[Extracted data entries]
+-------+
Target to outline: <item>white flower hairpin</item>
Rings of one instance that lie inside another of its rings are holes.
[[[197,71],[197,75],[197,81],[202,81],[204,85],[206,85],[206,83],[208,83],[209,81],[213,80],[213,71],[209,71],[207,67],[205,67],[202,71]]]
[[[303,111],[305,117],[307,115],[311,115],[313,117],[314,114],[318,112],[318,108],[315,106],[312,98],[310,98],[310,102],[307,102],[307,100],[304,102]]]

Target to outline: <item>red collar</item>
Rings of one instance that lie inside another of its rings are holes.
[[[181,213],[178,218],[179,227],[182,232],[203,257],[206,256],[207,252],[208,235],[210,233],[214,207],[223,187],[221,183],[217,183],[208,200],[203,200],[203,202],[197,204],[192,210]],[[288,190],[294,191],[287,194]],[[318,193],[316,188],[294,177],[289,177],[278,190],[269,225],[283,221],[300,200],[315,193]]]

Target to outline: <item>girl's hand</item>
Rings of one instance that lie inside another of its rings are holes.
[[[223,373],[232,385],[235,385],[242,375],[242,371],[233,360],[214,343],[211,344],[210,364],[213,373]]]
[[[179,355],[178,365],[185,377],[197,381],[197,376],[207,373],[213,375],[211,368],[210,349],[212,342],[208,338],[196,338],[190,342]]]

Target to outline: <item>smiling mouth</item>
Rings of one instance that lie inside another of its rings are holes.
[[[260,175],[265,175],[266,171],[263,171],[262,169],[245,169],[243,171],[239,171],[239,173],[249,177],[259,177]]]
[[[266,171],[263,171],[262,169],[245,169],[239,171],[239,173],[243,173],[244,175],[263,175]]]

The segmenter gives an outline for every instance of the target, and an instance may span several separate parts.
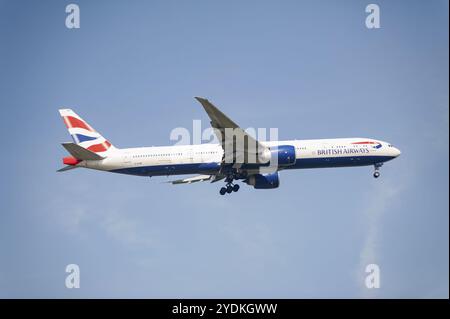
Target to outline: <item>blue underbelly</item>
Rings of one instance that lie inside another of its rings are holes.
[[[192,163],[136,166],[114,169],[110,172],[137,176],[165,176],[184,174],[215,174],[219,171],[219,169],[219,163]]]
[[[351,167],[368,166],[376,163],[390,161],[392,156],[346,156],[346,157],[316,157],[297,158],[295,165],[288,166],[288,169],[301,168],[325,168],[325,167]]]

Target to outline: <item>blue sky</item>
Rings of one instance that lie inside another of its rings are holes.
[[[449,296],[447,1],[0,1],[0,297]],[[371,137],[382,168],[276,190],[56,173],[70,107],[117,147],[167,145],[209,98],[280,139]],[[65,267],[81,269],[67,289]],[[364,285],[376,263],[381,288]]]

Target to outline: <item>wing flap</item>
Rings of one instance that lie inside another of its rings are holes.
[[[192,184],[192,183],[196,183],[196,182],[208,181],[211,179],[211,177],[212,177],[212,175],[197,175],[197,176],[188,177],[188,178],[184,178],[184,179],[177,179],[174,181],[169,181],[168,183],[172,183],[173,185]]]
+-------+
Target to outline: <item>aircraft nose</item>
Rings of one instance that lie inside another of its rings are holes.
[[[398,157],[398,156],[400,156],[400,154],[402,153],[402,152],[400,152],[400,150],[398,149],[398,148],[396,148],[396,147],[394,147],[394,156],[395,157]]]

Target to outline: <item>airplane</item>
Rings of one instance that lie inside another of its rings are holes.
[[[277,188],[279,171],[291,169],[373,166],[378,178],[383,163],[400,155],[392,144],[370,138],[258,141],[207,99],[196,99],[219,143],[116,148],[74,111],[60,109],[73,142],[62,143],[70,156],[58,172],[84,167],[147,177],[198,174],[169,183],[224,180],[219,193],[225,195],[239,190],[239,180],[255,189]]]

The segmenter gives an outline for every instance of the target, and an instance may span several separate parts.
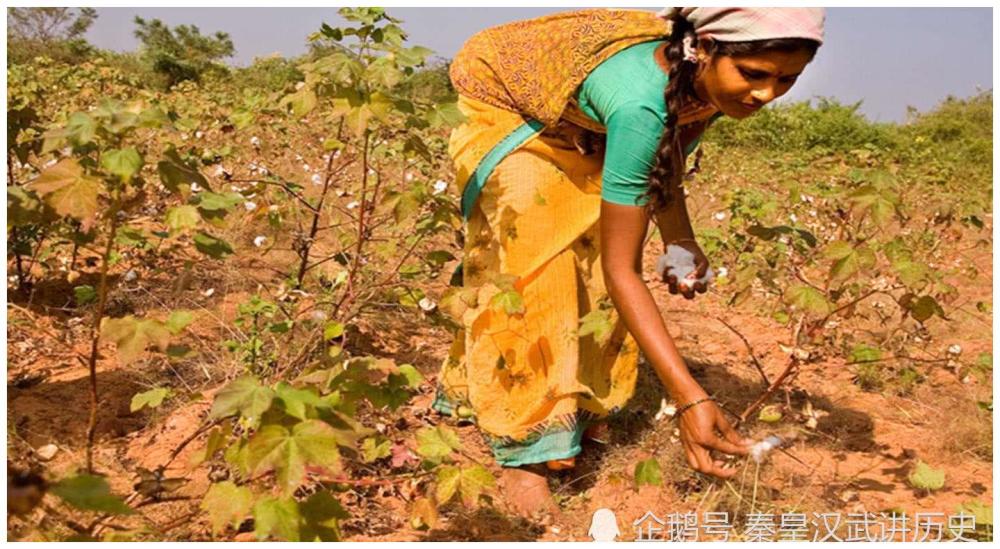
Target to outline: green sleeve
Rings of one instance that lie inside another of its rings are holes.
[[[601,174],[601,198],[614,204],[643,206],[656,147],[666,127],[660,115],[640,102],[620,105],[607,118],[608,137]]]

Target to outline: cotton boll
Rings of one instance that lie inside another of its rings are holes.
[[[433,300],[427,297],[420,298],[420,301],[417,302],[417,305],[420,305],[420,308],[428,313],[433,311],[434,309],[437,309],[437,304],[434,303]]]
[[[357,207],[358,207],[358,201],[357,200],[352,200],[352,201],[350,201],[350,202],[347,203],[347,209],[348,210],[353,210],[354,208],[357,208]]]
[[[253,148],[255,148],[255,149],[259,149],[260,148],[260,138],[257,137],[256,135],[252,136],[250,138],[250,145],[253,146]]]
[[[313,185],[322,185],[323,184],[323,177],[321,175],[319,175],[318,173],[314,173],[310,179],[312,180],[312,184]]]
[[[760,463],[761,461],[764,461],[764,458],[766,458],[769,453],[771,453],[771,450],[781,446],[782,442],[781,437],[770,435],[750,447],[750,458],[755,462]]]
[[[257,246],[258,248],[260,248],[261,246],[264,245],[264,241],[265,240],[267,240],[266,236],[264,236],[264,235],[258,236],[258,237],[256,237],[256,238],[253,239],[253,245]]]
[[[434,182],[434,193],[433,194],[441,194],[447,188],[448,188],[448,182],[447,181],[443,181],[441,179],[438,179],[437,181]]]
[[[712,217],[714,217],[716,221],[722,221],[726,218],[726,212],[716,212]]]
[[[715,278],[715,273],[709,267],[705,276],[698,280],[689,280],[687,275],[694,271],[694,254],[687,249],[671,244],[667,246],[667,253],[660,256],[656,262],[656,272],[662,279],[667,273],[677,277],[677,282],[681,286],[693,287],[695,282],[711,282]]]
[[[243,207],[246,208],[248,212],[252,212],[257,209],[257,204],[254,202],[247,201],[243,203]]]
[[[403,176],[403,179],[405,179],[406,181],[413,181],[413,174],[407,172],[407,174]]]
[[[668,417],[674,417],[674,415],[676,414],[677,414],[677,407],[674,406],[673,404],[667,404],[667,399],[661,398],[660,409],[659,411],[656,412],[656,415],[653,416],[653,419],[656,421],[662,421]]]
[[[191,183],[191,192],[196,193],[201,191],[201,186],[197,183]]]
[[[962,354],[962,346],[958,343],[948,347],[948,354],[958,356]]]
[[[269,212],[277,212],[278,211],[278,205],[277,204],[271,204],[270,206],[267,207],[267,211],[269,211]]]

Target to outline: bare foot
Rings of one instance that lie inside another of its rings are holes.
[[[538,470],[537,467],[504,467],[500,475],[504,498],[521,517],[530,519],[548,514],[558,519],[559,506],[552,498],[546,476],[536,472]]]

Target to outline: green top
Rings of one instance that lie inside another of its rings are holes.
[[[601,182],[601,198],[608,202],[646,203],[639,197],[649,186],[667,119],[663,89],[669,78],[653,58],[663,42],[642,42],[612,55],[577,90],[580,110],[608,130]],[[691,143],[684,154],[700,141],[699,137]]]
+-------+
Return every line of the records in which the word "blue" is found.

_Written reply_
Target to outline: <item>blue underbelly</item>
Target to outline: <item>blue sky</item>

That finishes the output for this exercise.